## What is required:
Print the data that follows exactly.

Excerpts from a dataset

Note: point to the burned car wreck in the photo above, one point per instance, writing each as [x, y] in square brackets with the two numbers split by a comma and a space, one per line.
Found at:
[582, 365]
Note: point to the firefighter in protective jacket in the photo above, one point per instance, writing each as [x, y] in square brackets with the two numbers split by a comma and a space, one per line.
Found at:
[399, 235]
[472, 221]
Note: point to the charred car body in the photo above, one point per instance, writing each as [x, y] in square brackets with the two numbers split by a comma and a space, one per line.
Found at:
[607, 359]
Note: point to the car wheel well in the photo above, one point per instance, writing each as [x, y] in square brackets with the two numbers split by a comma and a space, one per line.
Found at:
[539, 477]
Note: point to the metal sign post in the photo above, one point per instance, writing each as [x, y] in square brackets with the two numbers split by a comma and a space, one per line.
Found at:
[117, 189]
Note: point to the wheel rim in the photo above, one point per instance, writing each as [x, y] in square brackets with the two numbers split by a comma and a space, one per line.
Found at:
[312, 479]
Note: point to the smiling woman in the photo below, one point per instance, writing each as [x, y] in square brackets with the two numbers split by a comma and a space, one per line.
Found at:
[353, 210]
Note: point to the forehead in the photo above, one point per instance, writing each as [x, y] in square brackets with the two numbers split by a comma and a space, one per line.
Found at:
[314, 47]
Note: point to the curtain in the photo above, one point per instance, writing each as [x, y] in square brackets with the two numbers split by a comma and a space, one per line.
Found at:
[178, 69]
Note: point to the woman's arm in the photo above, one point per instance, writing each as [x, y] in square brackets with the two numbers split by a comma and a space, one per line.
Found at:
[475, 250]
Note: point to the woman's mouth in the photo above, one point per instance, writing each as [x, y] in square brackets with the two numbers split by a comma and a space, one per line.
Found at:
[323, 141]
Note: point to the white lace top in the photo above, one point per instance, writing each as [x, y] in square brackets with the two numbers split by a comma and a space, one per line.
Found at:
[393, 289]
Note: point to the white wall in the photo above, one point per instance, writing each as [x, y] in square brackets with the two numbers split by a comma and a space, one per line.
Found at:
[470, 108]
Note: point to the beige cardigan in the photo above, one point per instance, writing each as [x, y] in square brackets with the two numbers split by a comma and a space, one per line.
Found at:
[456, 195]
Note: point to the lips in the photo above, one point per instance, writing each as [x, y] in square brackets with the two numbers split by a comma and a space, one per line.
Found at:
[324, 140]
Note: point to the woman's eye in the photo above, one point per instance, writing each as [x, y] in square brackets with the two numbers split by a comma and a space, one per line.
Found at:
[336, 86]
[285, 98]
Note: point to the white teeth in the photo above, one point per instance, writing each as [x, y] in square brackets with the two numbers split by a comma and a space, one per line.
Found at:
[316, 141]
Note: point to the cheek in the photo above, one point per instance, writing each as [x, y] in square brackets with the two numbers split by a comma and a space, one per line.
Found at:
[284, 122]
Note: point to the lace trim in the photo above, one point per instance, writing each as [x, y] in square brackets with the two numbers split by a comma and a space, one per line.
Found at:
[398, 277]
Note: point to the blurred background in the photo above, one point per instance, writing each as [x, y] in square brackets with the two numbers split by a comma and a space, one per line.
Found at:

## Exercise response:
Note: point to the burned car wreck in the photo above, one point per instance, writing each as [x, y] in square brackets with the two numbers split by a comma and a space, one per line.
Found at:
[582, 365]
Note: point to the firefighter in protective jacket in the photo above, one point per instance, writing each as [x, y] in square brackets with the two numbers split by a comma and a space, one per line.
Found at:
[399, 235]
[472, 221]
Note: point to the charred car body in the photo above, one point per instance, writing each as [x, y] in square brackets with the two numbers split by a comma and a space, one per line.
Found at:
[607, 359]
Note: point to the car wheel well in the photo above, one point per instance, writing each as [x, y] in square brackets with the two numbers split by a comma and a space, one per line.
Found at:
[539, 477]
Note: point to the metal sign post in the photo above, one point per instance, writing each as [x, y] in square brackets with the two numbers split by a comma and a space, one per line.
Found at:
[117, 189]
Note: point to the wheel rim in the photo above, one point per instance, writing each as [x, y] in square brackets with the two numbers split by a comma and a space, one per line.
Found at:
[312, 479]
Note: point to the smiling woman in the photo below, one point per instance, writing each as [x, y] in square brackets with the two numbers split by a comma and a space, one per line.
Found at:
[353, 210]
Note: point to the forehead in the photo above, one point per instance, writing each as [x, y] in square brackets with the two numbers split by a comma and a space, one per line.
Found at:
[314, 47]
Note: point to the curtain in the photo above, one point per instance, writing each as [x, y] in square brackets with the two numbers split by a comma and a space, one per line.
Found at:
[178, 69]
Note: point to the woman's arm in the photo above, one point per instance, writing each as [x, y] in square brackets with the two numbers split by a comma and a space, one per line.
Found at:
[475, 250]
Note: point to the woman's mouth in the photo above, one point per instance, writing each as [x, y] in square brackets with the two numbers split by a comma and a space, one per line.
Found at:
[323, 141]
Note: point to the white lace top in the photo above, one point per instance, writing each as [x, y] in square brackets with the two numbers split by a comma and a space, one per line.
Found at:
[393, 289]
Note: point to the white wall in the photo above, one point per instance, writing each as [x, y] in square brackets with the two numbers split by a comma and a space, one per line.
Found at:
[470, 108]
Note: point to the beige cardigan in the photo above, one point per instance, writing each as [x, y] in square brackets with the two numbers split by a comma and a space, one per line.
Found at:
[456, 195]
Note: point to the lips in the photo above, one point per instance, writing each as [x, y] in square brackets with the two numbers split by a comma and a space, one per line.
Found at:
[324, 140]
Note: point to the woman's eye in the photo above, one point per instance, writing each as [x, y] in square brackets with the two numbers split by a comma and a space, one per line.
Found at:
[336, 86]
[285, 98]
Note: point to the white teeth in the photo above, one point per instance, writing each as [x, y] in square brackets with the two numbers split by a comma and a space, one per line.
Found at:
[316, 141]
Note: point to the cheek in the photo above, one point per instance, writing each as [x, y] in square brackets with the two numbers split by a comma and a space, one per line.
Found at:
[284, 122]
Note: point to the lace trim in the photo above, one point per instance, writing each as [x, y] in square brackets with the two numbers split by a comma and a space, one per line.
Found at:
[398, 277]
Note: point to the blurred background in the photo above, one point per instance, writing each as [x, y] in square brackets with the two numbers split by a comma and a space, one per line.
Found at:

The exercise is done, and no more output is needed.